━━ Page excerpt ━━
Dining at Italian Cafe does have its charms. Just pulling up to the small stand-alone restaurant, situated within a City of Falls Church that seems to grow taller and more compact, feels like a different type of dining experience. Stepping inside, diners are greeted by exposed brick walls decorated with copper cooking tools and novelty drawings and wall hangings of plump-cheeked chefs, which give a quaint impression. A sweet quiet fills the dining room, accented by the subtle sounds of wordless songs. And as diners peruse the menu, picking at a basket of bread and considering the many Italian dishes, they become a part of the decades-old tradition of this establishment, founded in 1978, and consider how much and how little things may have changed since then.
While these out of the ordinary traits lend to the endearing quality of the restaurant, when they extend to the menu the impact is not as positive. The restaurant touts its homemade Italian fare, but its take on homemade seems more kitchen than restaurant ready. The presentation of the food is without flourishes; the food itself is as expected, and without gourmet touches.
Among the more than a dozen appetizers offered are salads, seafood, and some fried options ready to be dipped into some accompanying house marinara sauce. Among this fried fare is the mozzarella sticks platter, an order of which brings a generous portion to the table for the $6.95 cost. Stringy, salty cheese is found beneath a thick herb-seasoned and cheese-dusted breading, and a bowl of marinara stands at the ready.
━━━
Given task A: Copy out the entries from the first one through the line holding "<point>125,156</point>", inclusive.
The restaurant review and the entries that follow it have no connection to each other.
━━ Data provided ━━
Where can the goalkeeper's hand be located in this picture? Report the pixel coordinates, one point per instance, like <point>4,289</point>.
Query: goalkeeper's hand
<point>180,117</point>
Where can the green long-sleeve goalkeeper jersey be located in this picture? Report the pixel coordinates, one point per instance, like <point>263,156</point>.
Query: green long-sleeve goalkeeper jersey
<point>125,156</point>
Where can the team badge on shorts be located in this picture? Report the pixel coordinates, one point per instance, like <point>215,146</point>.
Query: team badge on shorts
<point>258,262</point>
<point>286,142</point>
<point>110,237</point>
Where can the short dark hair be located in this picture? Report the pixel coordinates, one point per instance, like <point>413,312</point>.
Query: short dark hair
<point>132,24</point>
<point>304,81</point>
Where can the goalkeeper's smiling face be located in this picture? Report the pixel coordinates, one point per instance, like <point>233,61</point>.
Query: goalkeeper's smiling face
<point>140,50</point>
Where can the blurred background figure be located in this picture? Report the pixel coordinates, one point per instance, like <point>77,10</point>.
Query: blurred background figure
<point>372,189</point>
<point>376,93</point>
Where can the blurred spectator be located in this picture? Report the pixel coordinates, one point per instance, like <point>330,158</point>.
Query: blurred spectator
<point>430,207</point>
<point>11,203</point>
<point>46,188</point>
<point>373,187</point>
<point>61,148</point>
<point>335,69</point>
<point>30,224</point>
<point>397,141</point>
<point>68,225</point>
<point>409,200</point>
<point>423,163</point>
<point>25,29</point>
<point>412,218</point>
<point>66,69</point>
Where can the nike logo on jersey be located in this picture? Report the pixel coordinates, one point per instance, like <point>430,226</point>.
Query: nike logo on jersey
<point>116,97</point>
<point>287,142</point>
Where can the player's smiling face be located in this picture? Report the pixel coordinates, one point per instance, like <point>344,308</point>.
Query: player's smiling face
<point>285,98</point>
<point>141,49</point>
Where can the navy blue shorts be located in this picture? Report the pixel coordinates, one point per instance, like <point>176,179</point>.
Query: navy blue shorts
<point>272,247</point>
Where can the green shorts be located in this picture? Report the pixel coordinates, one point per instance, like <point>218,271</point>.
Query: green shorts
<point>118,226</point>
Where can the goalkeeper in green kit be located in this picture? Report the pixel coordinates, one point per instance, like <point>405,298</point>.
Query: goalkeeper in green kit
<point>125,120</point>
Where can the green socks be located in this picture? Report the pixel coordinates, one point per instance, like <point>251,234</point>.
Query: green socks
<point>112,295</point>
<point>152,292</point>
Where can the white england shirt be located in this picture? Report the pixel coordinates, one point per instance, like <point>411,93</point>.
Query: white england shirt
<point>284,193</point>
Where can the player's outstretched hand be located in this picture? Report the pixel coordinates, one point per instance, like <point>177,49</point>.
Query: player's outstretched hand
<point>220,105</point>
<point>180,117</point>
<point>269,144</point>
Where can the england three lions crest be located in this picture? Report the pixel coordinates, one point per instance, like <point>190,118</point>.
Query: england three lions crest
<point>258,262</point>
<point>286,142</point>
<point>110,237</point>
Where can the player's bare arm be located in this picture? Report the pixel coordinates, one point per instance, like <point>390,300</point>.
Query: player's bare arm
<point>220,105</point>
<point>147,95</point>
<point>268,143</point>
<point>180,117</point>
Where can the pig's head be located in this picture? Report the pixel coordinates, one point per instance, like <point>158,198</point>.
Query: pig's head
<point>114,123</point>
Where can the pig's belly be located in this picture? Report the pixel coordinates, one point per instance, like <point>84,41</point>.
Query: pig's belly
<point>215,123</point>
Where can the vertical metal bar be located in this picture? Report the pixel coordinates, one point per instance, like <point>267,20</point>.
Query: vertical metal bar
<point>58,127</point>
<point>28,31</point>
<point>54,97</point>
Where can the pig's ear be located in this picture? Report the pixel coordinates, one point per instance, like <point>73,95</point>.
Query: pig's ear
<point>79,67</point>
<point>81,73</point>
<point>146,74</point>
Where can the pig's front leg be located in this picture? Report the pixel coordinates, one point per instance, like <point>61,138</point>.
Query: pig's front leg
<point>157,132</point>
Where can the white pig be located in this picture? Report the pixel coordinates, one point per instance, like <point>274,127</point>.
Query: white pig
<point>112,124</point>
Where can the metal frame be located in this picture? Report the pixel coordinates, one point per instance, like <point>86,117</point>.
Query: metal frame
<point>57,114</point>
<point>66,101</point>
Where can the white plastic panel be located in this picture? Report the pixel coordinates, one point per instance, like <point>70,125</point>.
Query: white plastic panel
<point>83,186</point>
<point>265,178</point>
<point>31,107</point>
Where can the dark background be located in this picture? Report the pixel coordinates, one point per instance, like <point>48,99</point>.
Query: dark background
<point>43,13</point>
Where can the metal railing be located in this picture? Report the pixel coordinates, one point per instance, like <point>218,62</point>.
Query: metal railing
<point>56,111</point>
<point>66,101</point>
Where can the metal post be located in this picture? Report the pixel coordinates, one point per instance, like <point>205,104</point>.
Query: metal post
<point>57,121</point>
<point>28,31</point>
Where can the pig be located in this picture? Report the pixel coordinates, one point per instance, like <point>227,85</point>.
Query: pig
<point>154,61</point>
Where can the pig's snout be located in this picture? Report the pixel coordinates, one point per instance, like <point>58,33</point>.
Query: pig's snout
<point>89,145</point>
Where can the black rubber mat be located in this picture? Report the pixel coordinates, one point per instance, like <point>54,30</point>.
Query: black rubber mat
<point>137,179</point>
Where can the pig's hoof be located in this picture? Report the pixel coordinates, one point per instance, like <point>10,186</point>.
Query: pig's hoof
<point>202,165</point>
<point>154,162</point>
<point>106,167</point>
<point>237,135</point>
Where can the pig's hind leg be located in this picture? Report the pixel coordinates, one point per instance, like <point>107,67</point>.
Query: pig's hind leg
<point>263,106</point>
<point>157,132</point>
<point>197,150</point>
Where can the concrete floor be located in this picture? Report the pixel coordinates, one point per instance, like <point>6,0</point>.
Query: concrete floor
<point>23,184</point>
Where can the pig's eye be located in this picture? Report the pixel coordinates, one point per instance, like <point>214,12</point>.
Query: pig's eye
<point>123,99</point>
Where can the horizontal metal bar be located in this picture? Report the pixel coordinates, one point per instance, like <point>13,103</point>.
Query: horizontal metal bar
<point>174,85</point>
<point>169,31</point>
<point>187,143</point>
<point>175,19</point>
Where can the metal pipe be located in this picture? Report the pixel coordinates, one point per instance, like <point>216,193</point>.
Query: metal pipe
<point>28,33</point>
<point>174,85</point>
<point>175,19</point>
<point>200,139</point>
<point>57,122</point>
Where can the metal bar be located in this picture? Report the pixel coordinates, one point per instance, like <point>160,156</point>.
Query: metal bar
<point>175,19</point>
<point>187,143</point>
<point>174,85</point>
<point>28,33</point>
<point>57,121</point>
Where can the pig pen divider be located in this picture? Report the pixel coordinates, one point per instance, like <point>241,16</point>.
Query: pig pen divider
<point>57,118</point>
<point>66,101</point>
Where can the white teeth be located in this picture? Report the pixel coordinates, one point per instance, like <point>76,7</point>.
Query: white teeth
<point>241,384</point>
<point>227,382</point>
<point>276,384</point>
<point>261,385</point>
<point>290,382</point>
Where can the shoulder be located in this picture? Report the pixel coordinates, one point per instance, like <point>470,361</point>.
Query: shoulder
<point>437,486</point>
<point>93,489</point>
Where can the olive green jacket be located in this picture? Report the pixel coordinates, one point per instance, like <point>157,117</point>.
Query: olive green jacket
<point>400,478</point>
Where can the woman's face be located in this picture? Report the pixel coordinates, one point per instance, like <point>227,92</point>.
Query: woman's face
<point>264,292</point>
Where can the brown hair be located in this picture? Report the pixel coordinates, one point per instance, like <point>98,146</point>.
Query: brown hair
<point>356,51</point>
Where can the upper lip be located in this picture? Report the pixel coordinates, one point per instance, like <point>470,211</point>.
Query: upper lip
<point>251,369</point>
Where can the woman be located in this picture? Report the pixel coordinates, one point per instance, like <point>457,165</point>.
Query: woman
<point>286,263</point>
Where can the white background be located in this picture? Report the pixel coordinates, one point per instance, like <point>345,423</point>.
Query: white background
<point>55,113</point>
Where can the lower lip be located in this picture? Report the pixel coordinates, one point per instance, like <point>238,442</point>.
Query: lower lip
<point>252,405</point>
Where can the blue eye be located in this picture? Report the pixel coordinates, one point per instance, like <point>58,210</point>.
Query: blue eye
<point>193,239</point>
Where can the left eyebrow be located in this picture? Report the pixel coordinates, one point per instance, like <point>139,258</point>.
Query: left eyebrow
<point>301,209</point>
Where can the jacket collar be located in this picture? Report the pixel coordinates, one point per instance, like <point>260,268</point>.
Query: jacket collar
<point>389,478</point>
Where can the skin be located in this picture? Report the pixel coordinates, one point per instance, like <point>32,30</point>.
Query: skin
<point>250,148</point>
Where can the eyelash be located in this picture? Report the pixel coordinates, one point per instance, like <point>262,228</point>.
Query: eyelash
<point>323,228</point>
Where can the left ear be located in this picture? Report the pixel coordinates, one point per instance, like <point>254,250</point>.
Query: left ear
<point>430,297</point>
━━━
Given task B: Rewrite the restaurant review from "Dining at Italian" through "changed since then.", inclusive, replacing "brick" with "stone".

Full response A:
Where can the goalkeeper's hand be located in this picture? Report the pixel coordinates, one point per instance, like <point>4,289</point>.
Query: goalkeeper's hand
<point>180,117</point>
Where can the green long-sleeve goalkeeper jersey be located in this picture? Report the pixel coordinates, one point per instance, like <point>263,156</point>.
Query: green long-sleeve goalkeeper jersey
<point>125,156</point>

Full response B:
Dining at Italian Cafe does have its charms. Just pulling up to the small stand-alone restaurant, situated within a City of Falls Church that seems to grow taller and more compact, feels like a different type of dining experience. Stepping inside, diners are greeted by exposed stone walls decorated with copper cooking tools and novelty drawings and wall hangings of plump-cheeked chefs, which give a quaint impression. A sweet quiet fills the dining room, accented by the subtle sounds of wordless songs. And as diners peruse the menu, picking at a basket of bread and considering the many Italian dishes, they become a part of the decades-old tradition of this establishment, founded in 1978, and consider how much and how little things may have changed since then.